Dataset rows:
--- Start ---

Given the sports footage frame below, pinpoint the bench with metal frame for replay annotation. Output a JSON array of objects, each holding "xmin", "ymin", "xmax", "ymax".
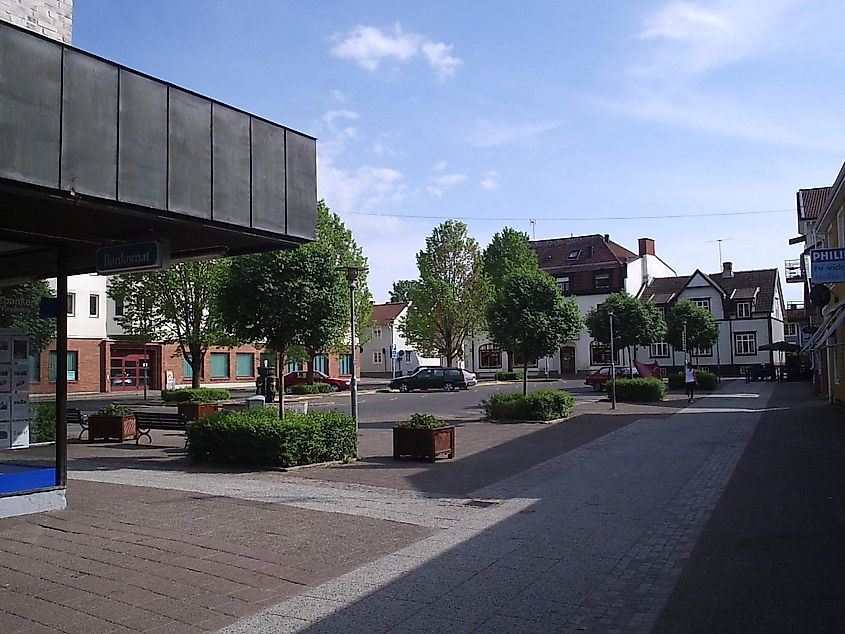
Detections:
[{"xmin": 132, "ymin": 410, "xmax": 188, "ymax": 447}]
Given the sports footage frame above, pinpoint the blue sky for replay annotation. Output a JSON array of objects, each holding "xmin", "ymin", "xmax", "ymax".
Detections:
[{"xmin": 73, "ymin": 0, "xmax": 845, "ymax": 301}]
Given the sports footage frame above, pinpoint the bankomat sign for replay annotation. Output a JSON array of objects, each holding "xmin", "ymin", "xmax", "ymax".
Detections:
[
  {"xmin": 810, "ymin": 249, "xmax": 845, "ymax": 284},
  {"xmin": 97, "ymin": 240, "xmax": 170, "ymax": 275}
]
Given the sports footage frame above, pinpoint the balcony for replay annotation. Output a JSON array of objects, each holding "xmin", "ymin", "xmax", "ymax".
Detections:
[{"xmin": 783, "ymin": 258, "xmax": 807, "ymax": 282}]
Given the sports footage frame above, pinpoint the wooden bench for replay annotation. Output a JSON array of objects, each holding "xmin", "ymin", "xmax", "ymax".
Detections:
[
  {"xmin": 67, "ymin": 407, "xmax": 88, "ymax": 440},
  {"xmin": 132, "ymin": 410, "xmax": 188, "ymax": 446}
]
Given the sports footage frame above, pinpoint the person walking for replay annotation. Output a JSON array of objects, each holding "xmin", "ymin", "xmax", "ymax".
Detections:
[{"xmin": 684, "ymin": 361, "xmax": 698, "ymax": 403}]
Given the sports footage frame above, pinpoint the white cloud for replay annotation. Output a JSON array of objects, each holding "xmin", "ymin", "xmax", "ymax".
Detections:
[
  {"xmin": 329, "ymin": 24, "xmax": 463, "ymax": 80},
  {"xmin": 468, "ymin": 119, "xmax": 559, "ymax": 147}
]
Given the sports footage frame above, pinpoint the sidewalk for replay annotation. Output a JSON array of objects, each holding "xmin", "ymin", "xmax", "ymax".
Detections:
[{"xmin": 0, "ymin": 381, "xmax": 845, "ymax": 633}]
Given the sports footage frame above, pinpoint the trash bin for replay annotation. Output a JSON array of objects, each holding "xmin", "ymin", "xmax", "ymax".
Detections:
[{"xmin": 246, "ymin": 394, "xmax": 264, "ymax": 409}]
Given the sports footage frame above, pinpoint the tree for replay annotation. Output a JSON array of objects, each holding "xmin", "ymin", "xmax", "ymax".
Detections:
[
  {"xmin": 666, "ymin": 299, "xmax": 719, "ymax": 358},
  {"xmin": 390, "ymin": 280, "xmax": 417, "ymax": 304},
  {"xmin": 108, "ymin": 260, "xmax": 237, "ymax": 388},
  {"xmin": 482, "ymin": 227, "xmax": 539, "ymax": 372},
  {"xmin": 0, "ymin": 280, "xmax": 55, "ymax": 355},
  {"xmin": 487, "ymin": 270, "xmax": 583, "ymax": 394},
  {"xmin": 586, "ymin": 291, "xmax": 666, "ymax": 364},
  {"xmin": 400, "ymin": 220, "xmax": 489, "ymax": 365}
]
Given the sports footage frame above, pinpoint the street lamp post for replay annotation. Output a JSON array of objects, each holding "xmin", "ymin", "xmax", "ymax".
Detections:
[
  {"xmin": 337, "ymin": 266, "xmax": 367, "ymax": 460},
  {"xmin": 607, "ymin": 306, "xmax": 616, "ymax": 409}
]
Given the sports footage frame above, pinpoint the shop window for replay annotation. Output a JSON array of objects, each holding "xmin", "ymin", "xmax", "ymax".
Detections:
[{"xmin": 235, "ymin": 352, "xmax": 255, "ymax": 376}]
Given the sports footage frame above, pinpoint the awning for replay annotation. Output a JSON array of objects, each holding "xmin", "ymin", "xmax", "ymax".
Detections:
[{"xmin": 801, "ymin": 304, "xmax": 845, "ymax": 352}]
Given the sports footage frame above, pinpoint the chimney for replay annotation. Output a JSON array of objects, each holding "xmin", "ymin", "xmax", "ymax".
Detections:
[{"xmin": 637, "ymin": 238, "xmax": 654, "ymax": 255}]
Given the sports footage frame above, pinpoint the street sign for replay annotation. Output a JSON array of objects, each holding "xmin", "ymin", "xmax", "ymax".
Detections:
[
  {"xmin": 97, "ymin": 240, "xmax": 170, "ymax": 275},
  {"xmin": 810, "ymin": 248, "xmax": 845, "ymax": 284}
]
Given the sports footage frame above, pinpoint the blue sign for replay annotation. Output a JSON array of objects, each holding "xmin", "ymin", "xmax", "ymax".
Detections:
[
  {"xmin": 810, "ymin": 248, "xmax": 845, "ymax": 284},
  {"xmin": 97, "ymin": 241, "xmax": 170, "ymax": 275}
]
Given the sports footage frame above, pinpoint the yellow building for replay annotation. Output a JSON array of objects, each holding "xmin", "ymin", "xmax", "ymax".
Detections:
[{"xmin": 804, "ymin": 165, "xmax": 845, "ymax": 402}]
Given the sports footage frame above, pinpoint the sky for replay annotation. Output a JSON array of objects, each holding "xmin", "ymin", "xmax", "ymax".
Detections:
[{"xmin": 73, "ymin": 0, "xmax": 845, "ymax": 302}]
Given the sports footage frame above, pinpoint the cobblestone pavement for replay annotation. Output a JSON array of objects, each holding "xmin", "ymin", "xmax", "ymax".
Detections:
[{"xmin": 0, "ymin": 381, "xmax": 845, "ymax": 633}]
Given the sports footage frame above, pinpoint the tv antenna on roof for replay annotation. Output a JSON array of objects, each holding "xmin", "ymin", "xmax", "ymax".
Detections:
[{"xmin": 707, "ymin": 238, "xmax": 733, "ymax": 271}]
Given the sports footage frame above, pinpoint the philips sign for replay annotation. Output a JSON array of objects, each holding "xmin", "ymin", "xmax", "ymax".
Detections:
[{"xmin": 810, "ymin": 249, "xmax": 845, "ymax": 284}]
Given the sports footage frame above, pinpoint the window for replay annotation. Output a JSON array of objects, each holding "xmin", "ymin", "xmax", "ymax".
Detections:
[
  {"xmin": 312, "ymin": 354, "xmax": 329, "ymax": 374},
  {"xmin": 478, "ymin": 343, "xmax": 502, "ymax": 370},
  {"xmin": 593, "ymin": 271, "xmax": 610, "ymax": 288},
  {"xmin": 557, "ymin": 277, "xmax": 572, "ymax": 295},
  {"xmin": 651, "ymin": 341, "xmax": 669, "ymax": 358},
  {"xmin": 590, "ymin": 341, "xmax": 610, "ymax": 365},
  {"xmin": 734, "ymin": 332, "xmax": 757, "ymax": 355},
  {"xmin": 691, "ymin": 297, "xmax": 710, "ymax": 312},
  {"xmin": 235, "ymin": 352, "xmax": 255, "ymax": 376},
  {"xmin": 209, "ymin": 352, "xmax": 229, "ymax": 379},
  {"xmin": 47, "ymin": 350, "xmax": 79, "ymax": 381}
]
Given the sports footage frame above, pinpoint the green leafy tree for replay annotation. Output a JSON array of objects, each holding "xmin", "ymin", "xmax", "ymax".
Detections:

--- End ---

Work to be completed: Without the pictures, print the records in full, exactly as they appear.

Task response:
Given the sports footage frame below, pinpoint the bench with metal frame for replay annotation. Output a JSON array of objects, each holding "xmin", "ymin", "xmax", "ymax".
Detections:
[{"xmin": 132, "ymin": 410, "xmax": 188, "ymax": 447}]
Given the sports footage frame above, pinpoint the blue sky for replay annotation. Output a JSON array of objects, each holding "xmin", "ymin", "xmax", "ymax".
Detections:
[{"xmin": 73, "ymin": 0, "xmax": 845, "ymax": 301}]
Given the sports footage frame above, pinpoint the bankomat sign for replay annotation. Output a JSON array of objects, each holding "xmin", "ymin", "xmax", "ymax".
Detections:
[
  {"xmin": 810, "ymin": 249, "xmax": 845, "ymax": 284},
  {"xmin": 97, "ymin": 240, "xmax": 170, "ymax": 275}
]
Given the sports footage frame above, pinpoint the balcony for replay annotation. Output a JSON array of objects, each holding "xmin", "ymin", "xmax", "ymax".
Detections:
[{"xmin": 783, "ymin": 258, "xmax": 807, "ymax": 282}]
Given the sports footage frame above, pinpoint the wooden bench for replay annotation. Output a JSON array of objects, each holding "xmin", "ymin", "xmax", "ymax".
Detections:
[
  {"xmin": 67, "ymin": 407, "xmax": 88, "ymax": 440},
  {"xmin": 132, "ymin": 410, "xmax": 188, "ymax": 446}
]
Given the sports footage frame above, pinpoint the person walking for replay annotation. Output a JSON array of objects, each holding "xmin", "ymin", "xmax", "ymax".
Detections:
[{"xmin": 684, "ymin": 361, "xmax": 698, "ymax": 403}]
Given the sports footage frame above, pinpoint the white cloud for replay annotation. Output a JSON array of objects, each holding "xmin", "ymin", "xmax", "ymax".
Detections:
[
  {"xmin": 329, "ymin": 24, "xmax": 463, "ymax": 80},
  {"xmin": 468, "ymin": 119, "xmax": 559, "ymax": 147}
]
Given the sports footage frame above, pinpoint the sidewalk for replay annotation. Output a JSON array of objects, each holding "xmin", "ymin", "xmax", "ymax".
Detections:
[{"xmin": 0, "ymin": 381, "xmax": 845, "ymax": 633}]
Given the sports footage frame above, pinpoint the trash bin for replay annotation. Output a JSON array of objects, each holding "xmin", "ymin", "xmax", "ymax".
Detections:
[{"xmin": 246, "ymin": 394, "xmax": 264, "ymax": 409}]
Given the sports footage frame above, pinpoint the tree for replay annotation. Output a JSON array of objects, each holding "xmin", "ymin", "xmax", "ymax".
Detections:
[
  {"xmin": 666, "ymin": 299, "xmax": 719, "ymax": 358},
  {"xmin": 390, "ymin": 280, "xmax": 417, "ymax": 304},
  {"xmin": 108, "ymin": 260, "xmax": 237, "ymax": 388},
  {"xmin": 482, "ymin": 227, "xmax": 539, "ymax": 372},
  {"xmin": 0, "ymin": 280, "xmax": 55, "ymax": 355},
  {"xmin": 487, "ymin": 270, "xmax": 583, "ymax": 394},
  {"xmin": 586, "ymin": 291, "xmax": 666, "ymax": 364},
  {"xmin": 400, "ymin": 220, "xmax": 489, "ymax": 365}
]
Given the sports footage frame above, pinpoint the street lamp post for replay annotation. Output a JSON array of objects, each holding "xmin", "ymin", "xmax", "ymax".
Detections:
[
  {"xmin": 337, "ymin": 266, "xmax": 367, "ymax": 460},
  {"xmin": 607, "ymin": 306, "xmax": 616, "ymax": 409}
]
Given the sports footage frame above, pinpoint the shop window for replay annotation. Output a JSON array of objects, each holding "xmin", "ymin", "xmax", "ymax".
Detections:
[{"xmin": 235, "ymin": 352, "xmax": 255, "ymax": 376}]
Given the sports footage frame above, pinpoint the awning for replay annotation. Output a JSON array of objects, each holding "xmin", "ymin", "xmax", "ymax".
Detections:
[{"xmin": 801, "ymin": 304, "xmax": 845, "ymax": 352}]
Given the sports footage frame above, pinpoint the chimney for replay annotation. Output a JSON array of objects, each holding "xmin", "ymin", "xmax", "ymax".
Detections:
[{"xmin": 637, "ymin": 238, "xmax": 654, "ymax": 255}]
Given the sports footage frame above, pinpoint the street sign for replay annotation. Output a JSON array of objects, each holding "xmin", "ymin", "xmax", "ymax".
Detections:
[
  {"xmin": 97, "ymin": 240, "xmax": 170, "ymax": 275},
  {"xmin": 810, "ymin": 248, "xmax": 845, "ymax": 284}
]
Given the sports footage frame above, pinpoint the blue sign for replay annotation. Output a JSON array of objects, each holding "xmin", "ymin", "xmax", "ymax".
Detections:
[
  {"xmin": 810, "ymin": 248, "xmax": 845, "ymax": 284},
  {"xmin": 97, "ymin": 241, "xmax": 170, "ymax": 275}
]
Given the sports footage frame above, pinpoint the yellow building for replay annotation. Output a JSON array of objects, each holding "xmin", "ymin", "xmax", "ymax".
Detections:
[{"xmin": 804, "ymin": 165, "xmax": 845, "ymax": 402}]
Given the sports footage frame above, pinpoint the sky for replay annotation. Output a JSON array of objects, each holding "xmin", "ymin", "xmax", "ymax".
Detections:
[{"xmin": 73, "ymin": 0, "xmax": 845, "ymax": 302}]
Given the sports footage frame above, pinpoint the cobblestone pavement for replay annotation. Output a JSON array of objects, each holding "xmin", "ymin", "xmax", "ymax".
Detections:
[{"xmin": 0, "ymin": 381, "xmax": 845, "ymax": 633}]
Given the sports footage frame above, pinpoint the tv antenna on roof for replay annotation. Output a JSON array of objects, each holding "xmin", "ymin", "xmax", "ymax".
Detections:
[{"xmin": 707, "ymin": 238, "xmax": 733, "ymax": 271}]
Given the sports footage frame above, pinpoint the philips sign for replay annotation. Output a JSON array of objects, each holding "xmin", "ymin", "xmax", "ymax".
Detections:
[{"xmin": 810, "ymin": 249, "xmax": 845, "ymax": 284}]
Given the sports footage frame above, pinpoint the window for replay annotation. Output a JSON array of objects, each holding "xmin", "ymin", "xmax", "ymax".
Detections:
[
  {"xmin": 312, "ymin": 354, "xmax": 329, "ymax": 374},
  {"xmin": 478, "ymin": 343, "xmax": 502, "ymax": 370},
  {"xmin": 593, "ymin": 271, "xmax": 610, "ymax": 288},
  {"xmin": 557, "ymin": 277, "xmax": 572, "ymax": 295},
  {"xmin": 651, "ymin": 341, "xmax": 669, "ymax": 358},
  {"xmin": 590, "ymin": 341, "xmax": 610, "ymax": 365},
  {"xmin": 734, "ymin": 332, "xmax": 757, "ymax": 355},
  {"xmin": 691, "ymin": 297, "xmax": 710, "ymax": 312},
  {"xmin": 235, "ymin": 352, "xmax": 255, "ymax": 376},
  {"xmin": 209, "ymin": 352, "xmax": 229, "ymax": 379},
  {"xmin": 47, "ymin": 350, "xmax": 79, "ymax": 381}
]
Given the sports footage frame above, pinpoint the green leafy tree for replay annotation. Output a JSON array of objects, each holding "xmin", "ymin", "xmax", "ymax".
Detections:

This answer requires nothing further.